A block of data
%%
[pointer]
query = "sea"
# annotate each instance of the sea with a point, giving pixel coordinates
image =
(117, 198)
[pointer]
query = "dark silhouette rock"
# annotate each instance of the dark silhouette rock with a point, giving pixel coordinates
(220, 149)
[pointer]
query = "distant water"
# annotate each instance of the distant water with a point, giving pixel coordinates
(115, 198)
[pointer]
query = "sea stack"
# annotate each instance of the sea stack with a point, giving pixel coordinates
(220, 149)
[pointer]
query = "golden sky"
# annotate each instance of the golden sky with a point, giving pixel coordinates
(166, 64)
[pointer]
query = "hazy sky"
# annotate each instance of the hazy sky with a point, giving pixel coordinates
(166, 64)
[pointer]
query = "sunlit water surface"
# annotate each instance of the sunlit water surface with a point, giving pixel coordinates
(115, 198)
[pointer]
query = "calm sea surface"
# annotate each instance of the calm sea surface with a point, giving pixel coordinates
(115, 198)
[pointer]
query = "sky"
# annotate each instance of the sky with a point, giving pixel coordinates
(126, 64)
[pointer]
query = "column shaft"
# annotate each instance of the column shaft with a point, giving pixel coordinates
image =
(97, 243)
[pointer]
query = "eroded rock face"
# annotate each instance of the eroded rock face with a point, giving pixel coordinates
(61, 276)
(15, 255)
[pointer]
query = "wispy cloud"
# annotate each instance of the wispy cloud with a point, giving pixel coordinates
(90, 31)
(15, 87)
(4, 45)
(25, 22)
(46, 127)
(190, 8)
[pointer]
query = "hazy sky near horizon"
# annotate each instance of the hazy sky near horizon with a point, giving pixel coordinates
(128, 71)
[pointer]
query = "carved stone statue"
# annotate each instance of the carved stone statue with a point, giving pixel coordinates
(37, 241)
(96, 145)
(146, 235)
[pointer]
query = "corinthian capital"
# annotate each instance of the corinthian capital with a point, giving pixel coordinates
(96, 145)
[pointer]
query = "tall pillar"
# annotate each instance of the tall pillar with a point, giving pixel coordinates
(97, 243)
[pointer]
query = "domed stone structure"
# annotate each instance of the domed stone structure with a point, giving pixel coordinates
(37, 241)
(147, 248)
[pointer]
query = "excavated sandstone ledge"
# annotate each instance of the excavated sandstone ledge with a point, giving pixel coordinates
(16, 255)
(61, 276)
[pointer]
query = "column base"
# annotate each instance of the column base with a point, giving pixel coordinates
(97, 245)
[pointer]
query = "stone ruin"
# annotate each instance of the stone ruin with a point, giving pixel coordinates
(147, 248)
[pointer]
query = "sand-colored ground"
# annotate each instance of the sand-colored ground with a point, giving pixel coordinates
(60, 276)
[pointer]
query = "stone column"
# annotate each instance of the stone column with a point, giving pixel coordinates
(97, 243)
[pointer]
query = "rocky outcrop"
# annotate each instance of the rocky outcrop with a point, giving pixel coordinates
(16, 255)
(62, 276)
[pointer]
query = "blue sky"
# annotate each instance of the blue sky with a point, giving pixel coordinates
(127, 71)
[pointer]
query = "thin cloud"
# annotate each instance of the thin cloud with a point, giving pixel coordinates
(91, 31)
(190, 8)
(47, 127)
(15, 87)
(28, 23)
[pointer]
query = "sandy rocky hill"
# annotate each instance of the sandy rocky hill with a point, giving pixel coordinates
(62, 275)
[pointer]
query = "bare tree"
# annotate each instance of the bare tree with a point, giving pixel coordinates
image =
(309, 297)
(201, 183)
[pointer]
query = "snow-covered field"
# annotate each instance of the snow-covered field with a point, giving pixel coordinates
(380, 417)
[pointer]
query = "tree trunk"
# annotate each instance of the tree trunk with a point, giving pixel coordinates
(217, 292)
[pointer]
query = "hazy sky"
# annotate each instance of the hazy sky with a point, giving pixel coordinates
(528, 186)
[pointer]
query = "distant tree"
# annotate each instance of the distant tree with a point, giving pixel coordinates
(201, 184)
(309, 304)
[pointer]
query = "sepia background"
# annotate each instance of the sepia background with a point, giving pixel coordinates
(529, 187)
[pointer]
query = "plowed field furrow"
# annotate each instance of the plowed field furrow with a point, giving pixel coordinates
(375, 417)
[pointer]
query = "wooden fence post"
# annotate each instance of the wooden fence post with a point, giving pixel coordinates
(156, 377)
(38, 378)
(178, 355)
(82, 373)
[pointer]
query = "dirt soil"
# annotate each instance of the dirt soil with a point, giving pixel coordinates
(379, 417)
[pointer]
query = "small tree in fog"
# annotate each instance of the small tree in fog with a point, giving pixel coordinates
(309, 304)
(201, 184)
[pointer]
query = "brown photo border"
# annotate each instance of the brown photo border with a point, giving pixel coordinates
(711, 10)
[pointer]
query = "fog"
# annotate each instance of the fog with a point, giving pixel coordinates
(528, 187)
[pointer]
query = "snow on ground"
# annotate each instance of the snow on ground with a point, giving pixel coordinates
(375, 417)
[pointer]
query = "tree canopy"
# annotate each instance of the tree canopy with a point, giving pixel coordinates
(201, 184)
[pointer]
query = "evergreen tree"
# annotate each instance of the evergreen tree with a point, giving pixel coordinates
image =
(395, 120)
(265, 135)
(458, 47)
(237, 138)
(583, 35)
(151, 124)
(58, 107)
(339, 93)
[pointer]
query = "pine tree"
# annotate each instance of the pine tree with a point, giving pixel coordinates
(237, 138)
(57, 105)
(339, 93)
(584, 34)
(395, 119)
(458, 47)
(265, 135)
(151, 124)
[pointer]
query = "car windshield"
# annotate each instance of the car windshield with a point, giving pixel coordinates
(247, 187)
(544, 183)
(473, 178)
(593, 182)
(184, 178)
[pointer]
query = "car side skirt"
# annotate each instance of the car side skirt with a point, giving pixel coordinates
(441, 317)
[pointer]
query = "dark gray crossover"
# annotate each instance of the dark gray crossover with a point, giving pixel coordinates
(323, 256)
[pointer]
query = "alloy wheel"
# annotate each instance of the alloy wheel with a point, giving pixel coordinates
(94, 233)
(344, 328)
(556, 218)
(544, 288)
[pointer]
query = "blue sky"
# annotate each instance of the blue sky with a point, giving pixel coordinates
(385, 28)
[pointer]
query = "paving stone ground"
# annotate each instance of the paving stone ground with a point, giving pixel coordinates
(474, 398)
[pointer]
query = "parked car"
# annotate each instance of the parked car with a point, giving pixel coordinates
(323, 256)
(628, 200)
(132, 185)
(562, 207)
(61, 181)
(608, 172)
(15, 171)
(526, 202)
%%
TASK STATEMENT -
The records above must be repeated exactly, every one of them.

FINAL RESULT -
[pointer]
query = "sea"
# annotate each instance of the sea with a point, giving pixel coordinates
image =
(117, 198)
[pointer]
query = "dark silhouette rock"
# annotate each instance of the dark silhouette rock with a point, giving pixel coordinates
(220, 149)
[pointer]
query = "distant water"
# annotate each instance of the distant water with a point, giving pixel coordinates
(115, 198)
[pointer]
query = "sea stack"
# annotate each instance of the sea stack with a point, giving pixel coordinates
(220, 149)
[pointer]
query = "golden sky"
# annotate each instance of the golden sky with a point, giving pixel coordinates
(166, 64)
[pointer]
query = "hazy sky"
# annotate each instance of the hazy sky with a point, giving pixel coordinates
(166, 64)
[pointer]
query = "sunlit water surface"
# annotate each instance of the sunlit water surface with a point, giving pixel coordinates
(115, 198)
[pointer]
query = "calm sea surface"
# annotate each instance of the calm sea surface with a point, giving pixel coordinates
(115, 198)
[pointer]
query = "sky"
# annotate each instance of the sky with a point, giving pixel coordinates
(126, 64)
[pointer]
query = "column shaft"
# annotate each instance of the column shaft with a point, giving pixel coordinates
image =
(97, 243)
[pointer]
query = "eroded rock face"
# annotate each instance of the eroded rock face with a point, giving pixel coordinates
(61, 276)
(15, 255)
[pointer]
query = "wispy cloud"
# annotate each instance of the wispy cloud with a point, giving pixel coordinates
(90, 31)
(15, 87)
(4, 45)
(25, 22)
(46, 127)
(190, 8)
[pointer]
query = "hazy sky near horizon"
# annotate each instance of the hazy sky near horizon with a point, giving pixel coordinates
(128, 71)
[pointer]
query = "carved stone statue"
# annotate each instance of the carved stone statue with a point, giving pixel coordinates
(37, 241)
(96, 145)
(146, 235)
[pointer]
query = "corinthian capital"
# annotate each instance of the corinthian capital with a point, giving pixel coordinates
(96, 145)
[pointer]
query = "tall pillar"
# annotate each instance of the tall pillar with a point, giving pixel coordinates
(97, 243)
[pointer]
query = "domed stone structure"
# annotate each instance of the domed stone structure with a point, giving pixel coordinates
(37, 241)
(147, 248)
[pointer]
query = "excavated sandstone ledge"
# annotate each instance of the excavated sandstone ledge with a point, giving pixel coordinates
(16, 255)
(61, 276)
[pointer]
query = "column base"
# annotate each instance of the column base with a point, giving pixel coordinates
(97, 245)
[pointer]
query = "stone ruin"
# annotate each instance of the stone ruin with a point, giving pixel coordinates
(147, 248)
[pointer]
query = "sand-colored ground"
# annotate each instance of the sand-colored ground with a point, giving pixel coordinates
(60, 276)
[pointer]
query = "stone column"
# annotate each instance of the stone column with a point, giving pixel coordinates
(97, 243)
[pointer]
query = "rocky outcrop"
# annotate each instance of the rocky outcrop with a point, giving pixel coordinates
(16, 255)
(62, 276)
[pointer]
query = "blue sky"
# annotate each instance of the blue sky with a point, giving pixel coordinates
(127, 71)
[pointer]
query = "thin cloud"
# annotate each instance of the thin cloud with a point, giving pixel coordinates
(91, 31)
(190, 8)
(47, 127)
(15, 87)
(28, 23)
[pointer]
query = "sandy rocky hill"
# annotate each instance of the sandy rocky hill with a point, giving pixel coordinates
(62, 275)
[pointer]
query = "bare tree"
# annotate each instance of the bare tree with a point, giving pixel coordinates
image =
(309, 297)
(201, 183)
[pointer]
query = "snow-covered field"
# annotate each instance of the snow-covered field with a point, giving pixel coordinates
(380, 417)
[pointer]
query = "tree trunk"
# annotate each instance of the tree trunk with a point, giving pixel coordinates
(217, 292)
[pointer]
query = "hazy sky"
# annotate each instance of the hazy sky with a point, giving pixel coordinates
(528, 186)
[pointer]
query = "distant tree"
# annotate each instance of the distant tree with a point, giving pixel coordinates
(201, 184)
(309, 304)
[pointer]
query = "sepia background"
# annotate each instance of the sepia background with a point, giving pixel coordinates
(529, 187)
[pointer]
query = "plowed field furrow"
# annotate each instance of the plowed field furrow with a point, giving pixel coordinates
(375, 417)
[pointer]
query = "wooden fence post"
# annotate each instance of the wooden fence post with a point, giving pixel coordinates
(156, 377)
(38, 378)
(178, 355)
(82, 373)
[pointer]
query = "dirt soil"
# annotate each instance of the dirt soil with a point, giving pixel coordinates
(379, 417)
[pointer]
query = "small tree in fog"
# annotate each instance of the small tree in fog with a point, giving pixel coordinates
(309, 304)
(201, 184)
[pointer]
query = "brown photo border"
# annotate each instance of the brown photo border with a point, giving pixel coordinates
(711, 10)
[pointer]
query = "fog"
# annotate each instance of the fog with a point, giving pixel coordinates
(528, 187)
[pointer]
query = "snow on ground"
# annotate each instance of the snow on ground with a point, giving pixel coordinates
(375, 417)
[pointer]
query = "tree canopy"
# annotate each instance of the tree canopy with a point, giving pixel coordinates
(201, 184)
[pointer]
query = "evergreen tree"
# annotate each instance of the evergreen tree with a point, giving pixel coordinates
image =
(395, 120)
(265, 135)
(458, 47)
(237, 138)
(583, 35)
(151, 124)
(58, 107)
(339, 93)
[pointer]
query = "pine tree"
# annotate each instance of the pine tree with a point, giving pixel coordinates
(237, 138)
(57, 105)
(339, 93)
(584, 34)
(395, 119)
(458, 47)
(265, 135)
(151, 124)
[pointer]
query = "car windshield"
# annotate each instance of the car windshield with a point, giving pixel coordinates
(247, 187)
(544, 183)
(473, 178)
(593, 182)
(184, 178)
[pointer]
query = "car side skirt"
# annotate each instance of the car side skirt with a point, giving pixel coordinates
(441, 317)
[pointer]
query = "dark gray crossover"
# annotate each instance of the dark gray crossover with a point, giving pixel coordinates
(323, 256)
[pointer]
query = "alloy wheel"
# annotate each instance of the alloy wheel with a point, giving pixel coordinates
(94, 233)
(344, 328)
(556, 218)
(544, 288)
[pointer]
query = "blue sky"
# annotate each instance of the blue sky with a point, giving pixel coordinates
(385, 28)
[pointer]
query = "paving stone ground"
# annotate each instance of the paving stone ground with a point, giving pixel coordinates
(474, 398)
[pointer]
query = "parked car"
# annotate each instance of the parked car with a point, giving pixel coordinates
(323, 256)
(628, 200)
(132, 185)
(562, 207)
(61, 181)
(608, 172)
(15, 171)
(526, 202)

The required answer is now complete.